(Exercise materials)
——————————
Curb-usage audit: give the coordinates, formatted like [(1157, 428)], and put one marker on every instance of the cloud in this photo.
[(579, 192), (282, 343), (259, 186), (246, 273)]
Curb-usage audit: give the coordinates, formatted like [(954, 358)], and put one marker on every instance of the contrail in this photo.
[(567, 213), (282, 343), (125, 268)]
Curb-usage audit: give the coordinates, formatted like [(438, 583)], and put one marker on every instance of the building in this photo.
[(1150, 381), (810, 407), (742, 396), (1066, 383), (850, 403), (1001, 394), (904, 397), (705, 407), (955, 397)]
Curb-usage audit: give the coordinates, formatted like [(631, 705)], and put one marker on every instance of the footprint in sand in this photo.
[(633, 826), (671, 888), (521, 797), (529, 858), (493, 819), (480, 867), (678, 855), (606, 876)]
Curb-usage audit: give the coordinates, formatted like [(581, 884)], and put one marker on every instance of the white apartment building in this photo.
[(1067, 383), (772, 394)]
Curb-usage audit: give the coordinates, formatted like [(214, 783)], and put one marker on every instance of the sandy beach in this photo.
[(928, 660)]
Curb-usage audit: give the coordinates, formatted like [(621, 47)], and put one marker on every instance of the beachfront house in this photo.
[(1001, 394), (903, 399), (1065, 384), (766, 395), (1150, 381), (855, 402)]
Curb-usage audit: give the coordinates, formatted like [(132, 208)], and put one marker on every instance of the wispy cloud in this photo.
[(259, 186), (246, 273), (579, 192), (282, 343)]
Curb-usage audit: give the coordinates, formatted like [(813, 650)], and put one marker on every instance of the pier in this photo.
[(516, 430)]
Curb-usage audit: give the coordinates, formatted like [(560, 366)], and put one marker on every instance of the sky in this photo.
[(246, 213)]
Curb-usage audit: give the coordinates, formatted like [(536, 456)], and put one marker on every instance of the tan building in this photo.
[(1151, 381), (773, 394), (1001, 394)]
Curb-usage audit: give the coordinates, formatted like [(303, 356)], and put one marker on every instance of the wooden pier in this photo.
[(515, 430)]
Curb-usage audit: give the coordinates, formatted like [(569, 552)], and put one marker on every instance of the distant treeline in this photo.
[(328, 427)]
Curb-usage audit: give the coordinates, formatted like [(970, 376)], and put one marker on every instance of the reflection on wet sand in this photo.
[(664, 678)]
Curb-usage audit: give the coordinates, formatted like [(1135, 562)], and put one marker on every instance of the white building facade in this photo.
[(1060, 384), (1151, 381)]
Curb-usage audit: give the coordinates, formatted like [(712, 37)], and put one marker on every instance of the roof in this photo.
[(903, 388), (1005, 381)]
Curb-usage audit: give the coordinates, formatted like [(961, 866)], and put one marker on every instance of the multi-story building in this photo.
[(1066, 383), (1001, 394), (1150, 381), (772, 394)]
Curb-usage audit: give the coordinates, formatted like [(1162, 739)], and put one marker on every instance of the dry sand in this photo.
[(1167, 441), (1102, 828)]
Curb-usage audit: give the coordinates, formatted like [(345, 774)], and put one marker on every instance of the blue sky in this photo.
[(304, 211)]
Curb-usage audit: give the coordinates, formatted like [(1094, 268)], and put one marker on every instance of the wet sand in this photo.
——————————
(What you are asked to do) Rewrite the data from the line containing "the building in this photo." through the line containing "[(928, 660)]", both included, as a Markdown table with the columns No. and Line. Give each line its own numbered row, and omit any blank lines.

(Response for this exercise)
| No. | Line |
|---|---|
| 1 | Curb-usage audit: give the coordinates, formatted like [(438, 583)], and put one marker on every instance of the building in this photo. |
| 2 | [(1150, 381), (810, 407), (742, 396), (1066, 383), (850, 403), (1001, 394), (904, 397), (705, 407), (955, 397)] |
| 3 | Curb-usage audit: give the coordinates, formatted like [(631, 705)], and put one marker on every instance of the footprint in sand in this photo. |
| 4 | [(633, 826), (671, 888), (521, 797), (529, 858), (493, 819), (480, 867), (678, 855), (606, 876)] |
| 5 | Curb-usage audit: give the coordinates, formatted like [(581, 884)], and put one marker on every instance of the white apartment building in this photo. |
| 6 | [(1067, 383), (772, 394)] |
| 7 | Curb-usage audit: give the coordinates, formatted like [(214, 783)], and put one marker on every instance of the sandy beach in this photo. |
| 8 | [(928, 660)] |